▶ _読む文章_
****

漢方記念館では漢方医学の確立を学び、製造棟では生薬から製品に至るまでの最先端の製造工程と品質管理体制について見学しました。

写真2
江戸時代の薬用具の見学

北里大学東洋医学総合研究所

日本最先端の漢方医学の基礎研究、トランスレーショナルリサーチの取り組み、西洋医学と漢方医学を融合した診療・治療技術を学びました。

写真3
小田口所長による説明

テルモメディカルプラネックス

手術室や病棟を再現したシミュレーション設備を見学し、本物の感触に近い人体や臓器モデルを用いて医療トレーニングを体験しました。

写真6
医療トレーニングの体験

静岡県立静岡がんセンター

陽子線による先端的がん治療、全人的治療、緩和医療について学びました。

写真4
静岡がんセンター・陽子線治療設備の見学

日本の医療保険制度についての講義

日本の医療保険制度の特徴を学び、医療費増加、人口減少など日本が直面している問題をとりあげ、在宅医療や地域包括ケアについての講義を受けました。日中共通の課題である高齢化社会に向けて、医療や社会の在り方について活発な質疑応答がありました。

訪日団の感想

  • *中国の中医薬学と原点は同じだが、日本に伝わった後、独自の漢方医薬学として発展していることが来日して分かった。
  • *日本での漢方医学の基礎研究、臨床応用研究のレベルの高さに驚いた。

****

▶ _抜粋資料_
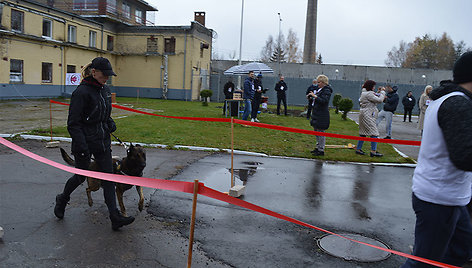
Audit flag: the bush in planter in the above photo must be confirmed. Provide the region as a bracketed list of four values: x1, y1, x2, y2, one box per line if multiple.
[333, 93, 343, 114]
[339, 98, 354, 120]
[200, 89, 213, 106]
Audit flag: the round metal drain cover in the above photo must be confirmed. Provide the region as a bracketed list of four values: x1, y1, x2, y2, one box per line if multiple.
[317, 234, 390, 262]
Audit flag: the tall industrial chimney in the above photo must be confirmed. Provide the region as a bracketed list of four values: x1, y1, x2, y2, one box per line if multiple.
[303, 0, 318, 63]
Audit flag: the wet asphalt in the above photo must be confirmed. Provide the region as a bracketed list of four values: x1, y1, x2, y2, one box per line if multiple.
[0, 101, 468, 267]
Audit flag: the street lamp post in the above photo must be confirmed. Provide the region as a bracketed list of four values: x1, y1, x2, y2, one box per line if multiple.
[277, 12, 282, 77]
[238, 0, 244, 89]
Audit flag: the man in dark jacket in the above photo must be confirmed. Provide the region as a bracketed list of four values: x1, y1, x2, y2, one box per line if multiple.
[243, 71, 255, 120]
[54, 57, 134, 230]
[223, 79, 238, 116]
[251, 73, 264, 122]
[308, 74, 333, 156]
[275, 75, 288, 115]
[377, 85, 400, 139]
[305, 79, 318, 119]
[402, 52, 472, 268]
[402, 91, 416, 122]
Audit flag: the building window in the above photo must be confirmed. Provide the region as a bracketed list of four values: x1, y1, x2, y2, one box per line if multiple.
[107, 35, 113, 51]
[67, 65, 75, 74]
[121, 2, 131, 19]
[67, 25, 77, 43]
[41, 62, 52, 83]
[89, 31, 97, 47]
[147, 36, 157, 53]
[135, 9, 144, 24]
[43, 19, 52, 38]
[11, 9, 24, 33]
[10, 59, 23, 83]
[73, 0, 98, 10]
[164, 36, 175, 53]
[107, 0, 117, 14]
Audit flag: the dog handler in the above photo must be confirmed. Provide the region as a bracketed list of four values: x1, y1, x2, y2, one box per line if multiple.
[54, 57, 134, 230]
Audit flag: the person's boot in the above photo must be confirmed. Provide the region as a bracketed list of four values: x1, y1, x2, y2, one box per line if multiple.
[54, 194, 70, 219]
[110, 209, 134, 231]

****

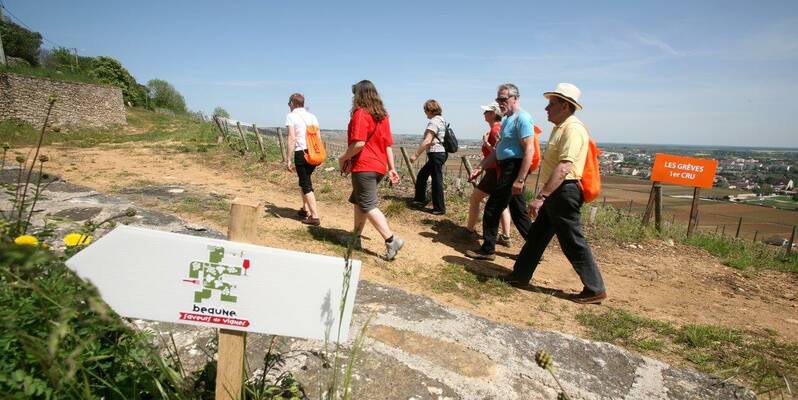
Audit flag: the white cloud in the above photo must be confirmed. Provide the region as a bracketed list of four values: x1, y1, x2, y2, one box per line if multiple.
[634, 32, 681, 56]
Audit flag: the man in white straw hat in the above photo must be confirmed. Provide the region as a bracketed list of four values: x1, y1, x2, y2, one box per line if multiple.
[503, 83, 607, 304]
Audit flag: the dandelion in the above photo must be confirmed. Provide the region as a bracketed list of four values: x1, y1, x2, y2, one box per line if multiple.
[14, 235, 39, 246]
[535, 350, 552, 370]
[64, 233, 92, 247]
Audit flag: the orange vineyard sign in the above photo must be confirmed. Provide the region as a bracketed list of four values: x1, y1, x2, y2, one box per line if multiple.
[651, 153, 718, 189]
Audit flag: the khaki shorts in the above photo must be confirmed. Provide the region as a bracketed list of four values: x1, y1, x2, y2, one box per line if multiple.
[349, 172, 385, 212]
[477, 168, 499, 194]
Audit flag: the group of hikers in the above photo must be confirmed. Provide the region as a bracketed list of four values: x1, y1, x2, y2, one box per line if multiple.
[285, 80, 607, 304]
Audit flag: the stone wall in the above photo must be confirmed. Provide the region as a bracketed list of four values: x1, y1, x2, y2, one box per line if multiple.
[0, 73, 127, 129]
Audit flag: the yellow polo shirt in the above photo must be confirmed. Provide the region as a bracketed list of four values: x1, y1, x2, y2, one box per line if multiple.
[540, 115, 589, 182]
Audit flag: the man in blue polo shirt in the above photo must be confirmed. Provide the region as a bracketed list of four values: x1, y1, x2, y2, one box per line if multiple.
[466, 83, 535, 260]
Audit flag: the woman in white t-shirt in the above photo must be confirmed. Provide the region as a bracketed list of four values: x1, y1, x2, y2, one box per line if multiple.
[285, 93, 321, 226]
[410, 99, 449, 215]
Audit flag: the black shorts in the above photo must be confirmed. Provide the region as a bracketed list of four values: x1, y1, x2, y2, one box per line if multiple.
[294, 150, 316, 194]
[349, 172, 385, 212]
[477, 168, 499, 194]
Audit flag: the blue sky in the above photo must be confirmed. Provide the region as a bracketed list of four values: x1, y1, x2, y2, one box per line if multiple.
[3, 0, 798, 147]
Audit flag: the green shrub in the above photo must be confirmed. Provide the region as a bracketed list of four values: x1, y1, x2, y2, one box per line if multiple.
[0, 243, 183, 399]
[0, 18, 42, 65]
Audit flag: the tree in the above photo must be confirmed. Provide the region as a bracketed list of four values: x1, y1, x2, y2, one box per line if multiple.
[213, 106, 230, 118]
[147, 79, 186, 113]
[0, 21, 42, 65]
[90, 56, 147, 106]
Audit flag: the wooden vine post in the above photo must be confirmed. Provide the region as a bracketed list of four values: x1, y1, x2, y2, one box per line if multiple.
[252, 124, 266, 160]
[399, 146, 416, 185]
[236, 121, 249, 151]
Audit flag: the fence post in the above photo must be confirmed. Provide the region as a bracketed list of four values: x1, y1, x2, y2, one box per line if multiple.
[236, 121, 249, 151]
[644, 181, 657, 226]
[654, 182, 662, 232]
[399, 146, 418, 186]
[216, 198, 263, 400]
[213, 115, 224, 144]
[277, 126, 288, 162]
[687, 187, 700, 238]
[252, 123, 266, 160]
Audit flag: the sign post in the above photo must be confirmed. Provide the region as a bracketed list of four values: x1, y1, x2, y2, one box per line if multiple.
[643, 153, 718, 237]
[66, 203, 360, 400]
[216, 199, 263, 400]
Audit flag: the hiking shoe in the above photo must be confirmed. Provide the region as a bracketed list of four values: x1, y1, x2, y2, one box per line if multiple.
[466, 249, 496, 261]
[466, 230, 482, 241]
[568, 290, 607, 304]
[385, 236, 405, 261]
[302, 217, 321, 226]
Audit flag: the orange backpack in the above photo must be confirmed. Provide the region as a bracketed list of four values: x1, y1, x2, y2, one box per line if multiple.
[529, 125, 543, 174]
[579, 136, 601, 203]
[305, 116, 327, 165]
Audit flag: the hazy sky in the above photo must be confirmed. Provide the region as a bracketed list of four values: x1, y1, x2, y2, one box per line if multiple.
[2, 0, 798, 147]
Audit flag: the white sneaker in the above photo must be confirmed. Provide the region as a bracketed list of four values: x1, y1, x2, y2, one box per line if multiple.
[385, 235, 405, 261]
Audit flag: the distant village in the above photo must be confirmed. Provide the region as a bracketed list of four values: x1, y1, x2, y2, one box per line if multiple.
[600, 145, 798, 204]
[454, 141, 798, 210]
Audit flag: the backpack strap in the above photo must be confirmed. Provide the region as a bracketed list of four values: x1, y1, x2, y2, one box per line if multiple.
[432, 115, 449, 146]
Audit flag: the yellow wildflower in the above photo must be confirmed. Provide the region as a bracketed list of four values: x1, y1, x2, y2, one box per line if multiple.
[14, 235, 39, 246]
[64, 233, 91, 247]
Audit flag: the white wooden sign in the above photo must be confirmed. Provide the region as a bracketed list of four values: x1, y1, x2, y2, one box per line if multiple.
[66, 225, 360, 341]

****

▶ _作業項目 1_
読む文章では、訪日団は静岡県立静岡がんセンターで何について学びましたか？
▶ _作業項目 2_
訪日団の見学報告の続きを、最後に示された感想の後から書いてください。

▶ _解答 1_
陽子線による先端的がん治療、全人的治療、緩和医療について学びました。

▶ _解答 2_
  • *日本人は研究に対しても、物を作ることに対しても、極めるところが素晴らしい。
  • *免疫療法について中国と日本の比較研究をしたい。
  • *漢方製剤の徹底した品質管理に驚いた
  • *静岡がんセンターでの患者中心の医療に感銘を受けた。
  • *日本の医療レベルの高さ、医療サービスの質の高さ、医療保険制度、どれも学ぶべきことが多かった。

今回訪日した湖北省中医院の先生方全員より、研究者として再来日し、共同研究や大学で更に深く学びたいという感想が寄せられました。今後とも日中の医学医療分野での人材交流を通して相互理解を深め、日本と中国が相互に発展し、一層の協力関係を築けるよう貢献したいと考えております。

本プログラムを実施するにあたり、コーディネーターとしてご指導賜りました山田陽城先生(北里大学北里生命科学研究所名誉教授・東京薬科大学客員教授)はじめ、ご協力いただいた関係者の皆様、多大なご支援を頂いたさくらサイエンスプログラムに対して心より感謝申し上げます。